Data for review section start

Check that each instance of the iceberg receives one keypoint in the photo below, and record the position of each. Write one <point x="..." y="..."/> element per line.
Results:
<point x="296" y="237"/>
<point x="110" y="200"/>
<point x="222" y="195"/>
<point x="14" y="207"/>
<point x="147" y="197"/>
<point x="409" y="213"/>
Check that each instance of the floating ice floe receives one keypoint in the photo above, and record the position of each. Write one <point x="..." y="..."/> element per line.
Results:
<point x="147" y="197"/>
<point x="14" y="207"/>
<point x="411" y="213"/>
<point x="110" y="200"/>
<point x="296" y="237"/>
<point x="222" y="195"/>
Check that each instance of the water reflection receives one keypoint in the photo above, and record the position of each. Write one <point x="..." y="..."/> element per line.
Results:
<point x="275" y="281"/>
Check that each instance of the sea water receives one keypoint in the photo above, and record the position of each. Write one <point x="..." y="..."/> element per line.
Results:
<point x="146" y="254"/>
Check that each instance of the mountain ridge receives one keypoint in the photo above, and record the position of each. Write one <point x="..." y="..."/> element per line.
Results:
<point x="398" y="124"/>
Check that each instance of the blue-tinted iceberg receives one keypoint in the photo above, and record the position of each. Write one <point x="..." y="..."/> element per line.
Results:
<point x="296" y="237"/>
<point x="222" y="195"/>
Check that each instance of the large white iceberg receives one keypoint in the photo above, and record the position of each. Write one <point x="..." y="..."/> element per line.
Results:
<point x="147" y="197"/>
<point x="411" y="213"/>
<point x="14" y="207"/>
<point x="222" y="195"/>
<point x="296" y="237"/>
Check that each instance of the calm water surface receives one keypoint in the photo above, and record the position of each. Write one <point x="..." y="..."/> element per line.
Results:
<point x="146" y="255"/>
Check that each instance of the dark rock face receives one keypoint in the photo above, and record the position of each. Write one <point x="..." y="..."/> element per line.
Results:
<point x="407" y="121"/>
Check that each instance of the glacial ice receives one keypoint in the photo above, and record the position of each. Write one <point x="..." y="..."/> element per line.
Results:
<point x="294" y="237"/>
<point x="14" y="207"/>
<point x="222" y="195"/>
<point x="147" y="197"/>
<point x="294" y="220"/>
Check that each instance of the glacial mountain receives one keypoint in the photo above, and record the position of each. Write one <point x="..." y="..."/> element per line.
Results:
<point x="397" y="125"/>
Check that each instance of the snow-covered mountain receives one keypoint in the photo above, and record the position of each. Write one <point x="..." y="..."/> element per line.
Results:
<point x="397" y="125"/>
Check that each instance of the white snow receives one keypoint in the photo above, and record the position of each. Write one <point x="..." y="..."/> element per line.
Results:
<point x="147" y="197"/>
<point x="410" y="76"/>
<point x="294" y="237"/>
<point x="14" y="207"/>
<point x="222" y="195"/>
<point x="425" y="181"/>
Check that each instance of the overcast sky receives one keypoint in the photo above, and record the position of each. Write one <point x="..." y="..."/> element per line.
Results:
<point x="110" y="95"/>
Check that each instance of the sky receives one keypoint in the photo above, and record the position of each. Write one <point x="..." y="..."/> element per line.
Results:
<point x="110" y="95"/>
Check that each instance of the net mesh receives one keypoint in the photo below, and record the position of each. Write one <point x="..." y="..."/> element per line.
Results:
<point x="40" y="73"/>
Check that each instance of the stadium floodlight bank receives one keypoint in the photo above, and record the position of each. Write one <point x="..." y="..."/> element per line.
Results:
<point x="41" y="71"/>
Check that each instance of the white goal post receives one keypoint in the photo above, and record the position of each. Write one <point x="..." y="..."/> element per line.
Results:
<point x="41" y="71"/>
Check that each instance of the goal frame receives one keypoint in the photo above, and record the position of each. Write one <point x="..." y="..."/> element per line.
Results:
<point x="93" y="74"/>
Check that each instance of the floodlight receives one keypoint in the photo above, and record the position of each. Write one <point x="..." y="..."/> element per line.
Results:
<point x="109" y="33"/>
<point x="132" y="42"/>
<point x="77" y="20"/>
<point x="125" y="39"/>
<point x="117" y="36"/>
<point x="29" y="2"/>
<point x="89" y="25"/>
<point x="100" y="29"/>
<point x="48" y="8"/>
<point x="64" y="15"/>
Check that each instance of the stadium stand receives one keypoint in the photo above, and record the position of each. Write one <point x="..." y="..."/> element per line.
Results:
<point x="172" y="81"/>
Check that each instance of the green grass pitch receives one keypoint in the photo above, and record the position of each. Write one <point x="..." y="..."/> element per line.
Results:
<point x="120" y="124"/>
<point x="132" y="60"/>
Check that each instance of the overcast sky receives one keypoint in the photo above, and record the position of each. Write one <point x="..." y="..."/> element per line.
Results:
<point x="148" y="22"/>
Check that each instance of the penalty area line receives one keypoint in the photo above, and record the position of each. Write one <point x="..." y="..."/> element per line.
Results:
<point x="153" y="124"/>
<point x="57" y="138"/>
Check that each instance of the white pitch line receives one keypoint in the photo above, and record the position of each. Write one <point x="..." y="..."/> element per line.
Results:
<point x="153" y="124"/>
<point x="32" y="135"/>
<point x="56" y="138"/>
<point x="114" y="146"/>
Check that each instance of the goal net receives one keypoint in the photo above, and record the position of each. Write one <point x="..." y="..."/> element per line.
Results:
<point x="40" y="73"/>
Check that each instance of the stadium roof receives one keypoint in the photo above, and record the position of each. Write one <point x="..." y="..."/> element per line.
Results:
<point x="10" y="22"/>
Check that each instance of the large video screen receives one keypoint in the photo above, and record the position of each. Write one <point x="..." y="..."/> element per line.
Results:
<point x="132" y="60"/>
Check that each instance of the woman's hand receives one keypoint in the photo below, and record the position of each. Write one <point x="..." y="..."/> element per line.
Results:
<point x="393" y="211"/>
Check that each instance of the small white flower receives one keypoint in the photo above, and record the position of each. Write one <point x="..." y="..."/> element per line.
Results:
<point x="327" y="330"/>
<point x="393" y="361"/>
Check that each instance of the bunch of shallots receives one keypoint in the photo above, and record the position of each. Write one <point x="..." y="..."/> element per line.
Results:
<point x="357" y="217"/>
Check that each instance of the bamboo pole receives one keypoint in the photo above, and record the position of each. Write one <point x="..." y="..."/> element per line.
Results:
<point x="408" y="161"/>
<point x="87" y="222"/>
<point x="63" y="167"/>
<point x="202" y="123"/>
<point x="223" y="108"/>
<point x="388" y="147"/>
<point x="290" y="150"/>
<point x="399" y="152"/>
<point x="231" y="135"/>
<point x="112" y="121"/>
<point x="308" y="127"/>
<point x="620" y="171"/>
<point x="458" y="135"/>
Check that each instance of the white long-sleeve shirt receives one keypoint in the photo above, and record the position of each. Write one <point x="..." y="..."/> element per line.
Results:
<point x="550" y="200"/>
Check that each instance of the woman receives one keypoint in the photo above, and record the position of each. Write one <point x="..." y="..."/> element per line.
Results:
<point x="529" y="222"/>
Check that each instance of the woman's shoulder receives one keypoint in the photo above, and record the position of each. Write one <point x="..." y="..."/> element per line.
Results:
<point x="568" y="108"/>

Data for review section end

= Exercise details =
Wherever the string "glacial" occurs in the entries, copy that whole line.

= Task result =
Check that each instance of the glacial ice receives one keypoint in the photo above, and record the position of each. Write one <point x="..." y="..."/> element per line.
Check that each instance of the glacial mountain receives one keypoint in the photo above, and record the position of each. Write one <point x="..." y="..."/> element per line.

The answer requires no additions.